> **PROVIDED PASSAGE**:
Bayesian Forecasting and Portfolio Decisions using Dynamic Dependent Sparse Factor Models

Xiaocong Zhou, Jouchi Nakajima, Mike West
Duke University

Jun 11 2012

Published paper: International Journal of Forecasting, 30:963-980, 2014

(Original 2012 discussion paper is linked below)

We extend the recently introduced latent threshold dynamic models to include dependencies among the dynamic latent factors which underlie multivariate volatility. With an ability to induce time-varying sparsity in factor loadings, these models now also allow time-varying correlations among factors, which may be exploited in order to improve volatility forecasts. We couple multi-period, out-of-sample forecasting with portfolio analysis using standard and novel benchmark neutral portfolios. Detailed studies of stock index and FX time series include: multi-period, out-of-sample forecasting, statistical model comparisons, and portfolio performance testing using raw returns, risk-adjusted returns and portfolio volatility. We find uniform improvements on all measures relative to standard dynamic factor models. This is due to the parsimony of latent threshold models and their ability to exploit between-factor correlations so as to improve the characterization and prediction of volatility. These advances will be of interest to financial analysts, investors and practitioners, as well as to modeling researchers.

> **TASK TO COMPLETE**:
Please quote the full text above on Bayesian forecasting and portfolio decisions, word for word.

[Stored items]
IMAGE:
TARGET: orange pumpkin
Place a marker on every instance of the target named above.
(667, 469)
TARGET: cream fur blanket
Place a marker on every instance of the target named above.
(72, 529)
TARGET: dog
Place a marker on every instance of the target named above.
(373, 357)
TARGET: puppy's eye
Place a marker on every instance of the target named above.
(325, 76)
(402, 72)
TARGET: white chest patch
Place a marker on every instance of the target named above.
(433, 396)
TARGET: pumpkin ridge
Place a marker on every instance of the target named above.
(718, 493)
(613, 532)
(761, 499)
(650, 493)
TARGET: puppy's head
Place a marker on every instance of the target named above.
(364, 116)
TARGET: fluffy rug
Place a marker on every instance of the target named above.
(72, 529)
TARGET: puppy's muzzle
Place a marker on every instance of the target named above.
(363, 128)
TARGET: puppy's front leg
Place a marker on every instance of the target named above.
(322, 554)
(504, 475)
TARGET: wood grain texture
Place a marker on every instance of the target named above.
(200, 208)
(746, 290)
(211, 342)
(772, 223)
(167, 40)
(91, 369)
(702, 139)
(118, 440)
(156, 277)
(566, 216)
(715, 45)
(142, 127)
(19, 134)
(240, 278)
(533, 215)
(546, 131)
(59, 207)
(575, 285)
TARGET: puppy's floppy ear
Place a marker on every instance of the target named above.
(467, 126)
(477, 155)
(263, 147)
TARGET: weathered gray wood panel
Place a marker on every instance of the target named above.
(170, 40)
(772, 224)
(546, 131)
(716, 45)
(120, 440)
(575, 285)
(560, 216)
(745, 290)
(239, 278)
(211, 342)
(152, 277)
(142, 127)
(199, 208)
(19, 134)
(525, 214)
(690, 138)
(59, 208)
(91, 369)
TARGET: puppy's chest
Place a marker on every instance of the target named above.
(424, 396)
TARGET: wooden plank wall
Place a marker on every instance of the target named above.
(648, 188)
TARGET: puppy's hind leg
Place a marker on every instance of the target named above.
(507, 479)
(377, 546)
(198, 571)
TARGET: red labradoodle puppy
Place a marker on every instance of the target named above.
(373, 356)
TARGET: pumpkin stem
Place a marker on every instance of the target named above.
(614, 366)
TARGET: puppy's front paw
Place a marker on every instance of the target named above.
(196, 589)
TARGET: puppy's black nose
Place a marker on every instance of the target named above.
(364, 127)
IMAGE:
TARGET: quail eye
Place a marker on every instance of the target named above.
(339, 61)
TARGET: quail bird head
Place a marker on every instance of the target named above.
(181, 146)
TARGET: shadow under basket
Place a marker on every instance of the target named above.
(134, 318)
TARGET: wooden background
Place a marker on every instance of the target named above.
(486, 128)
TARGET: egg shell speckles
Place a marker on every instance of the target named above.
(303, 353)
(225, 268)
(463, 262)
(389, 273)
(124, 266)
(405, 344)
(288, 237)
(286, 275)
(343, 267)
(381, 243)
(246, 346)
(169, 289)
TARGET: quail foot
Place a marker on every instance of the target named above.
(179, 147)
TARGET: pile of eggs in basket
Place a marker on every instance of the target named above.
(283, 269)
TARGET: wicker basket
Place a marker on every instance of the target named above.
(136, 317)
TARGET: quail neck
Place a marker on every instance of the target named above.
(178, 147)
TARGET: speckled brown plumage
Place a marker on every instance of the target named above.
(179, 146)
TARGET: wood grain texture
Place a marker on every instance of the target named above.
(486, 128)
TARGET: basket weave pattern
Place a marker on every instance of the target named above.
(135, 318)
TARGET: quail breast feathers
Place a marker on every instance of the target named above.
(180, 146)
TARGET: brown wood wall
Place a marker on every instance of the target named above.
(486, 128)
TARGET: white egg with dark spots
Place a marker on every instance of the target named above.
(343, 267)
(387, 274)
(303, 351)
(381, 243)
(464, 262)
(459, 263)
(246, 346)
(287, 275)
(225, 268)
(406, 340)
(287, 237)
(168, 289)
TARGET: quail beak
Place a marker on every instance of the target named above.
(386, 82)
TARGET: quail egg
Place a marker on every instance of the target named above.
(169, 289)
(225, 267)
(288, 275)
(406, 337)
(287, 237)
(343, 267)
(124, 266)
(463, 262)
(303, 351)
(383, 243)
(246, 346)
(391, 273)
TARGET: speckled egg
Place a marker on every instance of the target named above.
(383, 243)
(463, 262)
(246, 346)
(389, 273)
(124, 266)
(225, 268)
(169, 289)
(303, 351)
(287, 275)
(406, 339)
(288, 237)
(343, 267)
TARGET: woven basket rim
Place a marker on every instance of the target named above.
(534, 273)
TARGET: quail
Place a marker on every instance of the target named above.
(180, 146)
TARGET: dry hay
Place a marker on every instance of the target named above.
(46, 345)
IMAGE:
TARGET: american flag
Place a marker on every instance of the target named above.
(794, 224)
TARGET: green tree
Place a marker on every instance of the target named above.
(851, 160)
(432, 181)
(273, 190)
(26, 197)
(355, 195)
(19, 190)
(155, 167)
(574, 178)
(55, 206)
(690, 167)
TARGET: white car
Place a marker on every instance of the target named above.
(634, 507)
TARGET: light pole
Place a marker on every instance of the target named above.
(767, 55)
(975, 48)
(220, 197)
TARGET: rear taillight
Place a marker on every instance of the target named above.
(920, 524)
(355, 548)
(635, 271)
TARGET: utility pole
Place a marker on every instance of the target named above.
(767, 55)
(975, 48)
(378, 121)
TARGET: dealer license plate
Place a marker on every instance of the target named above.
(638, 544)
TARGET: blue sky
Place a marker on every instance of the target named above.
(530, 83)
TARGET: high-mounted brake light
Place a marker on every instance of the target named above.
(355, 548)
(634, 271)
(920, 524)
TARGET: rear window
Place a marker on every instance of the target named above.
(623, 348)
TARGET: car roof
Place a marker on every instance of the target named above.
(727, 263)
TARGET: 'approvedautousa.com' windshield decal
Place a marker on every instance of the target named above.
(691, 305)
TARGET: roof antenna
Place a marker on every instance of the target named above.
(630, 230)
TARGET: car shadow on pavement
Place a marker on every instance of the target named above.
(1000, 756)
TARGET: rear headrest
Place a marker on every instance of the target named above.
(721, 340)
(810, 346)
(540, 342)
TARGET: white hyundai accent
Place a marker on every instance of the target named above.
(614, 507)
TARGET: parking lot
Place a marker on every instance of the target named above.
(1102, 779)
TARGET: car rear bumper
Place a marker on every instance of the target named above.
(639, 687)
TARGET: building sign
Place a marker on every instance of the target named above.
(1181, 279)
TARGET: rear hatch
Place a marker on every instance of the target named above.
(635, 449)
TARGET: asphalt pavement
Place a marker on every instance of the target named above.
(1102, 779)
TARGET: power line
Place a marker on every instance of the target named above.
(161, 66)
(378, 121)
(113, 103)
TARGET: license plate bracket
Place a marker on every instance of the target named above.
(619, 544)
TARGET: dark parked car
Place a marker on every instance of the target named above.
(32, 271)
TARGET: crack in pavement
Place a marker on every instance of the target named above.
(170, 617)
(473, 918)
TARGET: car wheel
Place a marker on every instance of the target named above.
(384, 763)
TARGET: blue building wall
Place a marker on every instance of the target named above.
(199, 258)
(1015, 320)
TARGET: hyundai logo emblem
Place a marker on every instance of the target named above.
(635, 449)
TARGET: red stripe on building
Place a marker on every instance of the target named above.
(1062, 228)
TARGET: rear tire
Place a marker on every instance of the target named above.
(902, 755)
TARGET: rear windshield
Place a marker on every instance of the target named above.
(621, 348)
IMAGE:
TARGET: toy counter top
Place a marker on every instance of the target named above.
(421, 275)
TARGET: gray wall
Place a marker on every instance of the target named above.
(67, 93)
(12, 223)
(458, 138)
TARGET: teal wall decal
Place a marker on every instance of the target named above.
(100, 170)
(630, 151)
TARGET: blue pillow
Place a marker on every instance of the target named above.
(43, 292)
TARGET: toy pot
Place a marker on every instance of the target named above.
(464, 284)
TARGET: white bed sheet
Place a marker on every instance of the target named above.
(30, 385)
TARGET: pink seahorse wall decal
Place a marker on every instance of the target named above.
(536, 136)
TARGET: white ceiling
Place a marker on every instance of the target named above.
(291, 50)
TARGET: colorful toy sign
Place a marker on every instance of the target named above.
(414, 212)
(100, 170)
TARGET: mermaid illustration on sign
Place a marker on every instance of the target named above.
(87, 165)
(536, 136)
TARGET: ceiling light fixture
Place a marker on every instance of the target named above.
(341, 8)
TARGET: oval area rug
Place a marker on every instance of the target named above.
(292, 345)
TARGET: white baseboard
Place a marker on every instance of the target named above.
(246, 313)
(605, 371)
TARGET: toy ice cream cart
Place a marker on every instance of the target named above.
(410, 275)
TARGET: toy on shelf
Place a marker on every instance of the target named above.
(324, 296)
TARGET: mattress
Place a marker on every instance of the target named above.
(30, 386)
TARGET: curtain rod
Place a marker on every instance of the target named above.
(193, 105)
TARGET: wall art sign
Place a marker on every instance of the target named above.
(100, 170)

> **RIGHT ANSWER**:
Bayesian Forecasting and Portfolio Decisions using Dynamic Dependent Sparse Factor Models

Xiaocong Zhou, Jouchi Nakajima, Mike West
Duke University

Jun 11 2012

Published paper: International Journal of Forecasting, 30:963-980, 2014

(Original 2012 discussion paper is linked below)

We extend the recently introduced latent threshold dynamic models to include dependencies among the dynamic latent factors which underlie multivariate volatility. With an ability to induce time-varying sparsity in factor loadings, these models now also allow time-varying correlations among factors, which may be exploited in order to improve volatility forecasts. We couple multi-period, out-of-sample forecasting with portfolio analysis using standard and novel benchmark neutral portfolios. Detailed studies of stock index and FX time series include: multi-period, out-of-sample forecasting, statistical model comparisons, and portfolio performance testing using raw returns, risk-adjusted returns and portfolio volatility. We find uniform improvements on all measures relative to standard dynamic factor models. This is due to the parsimony of latent threshold models and their ability to exploit between-factor correlations so as to improve the characterization and prediction of volatility. These advances will be of interest to financial analysts, investors and practitioners, as well as to modeling researchers.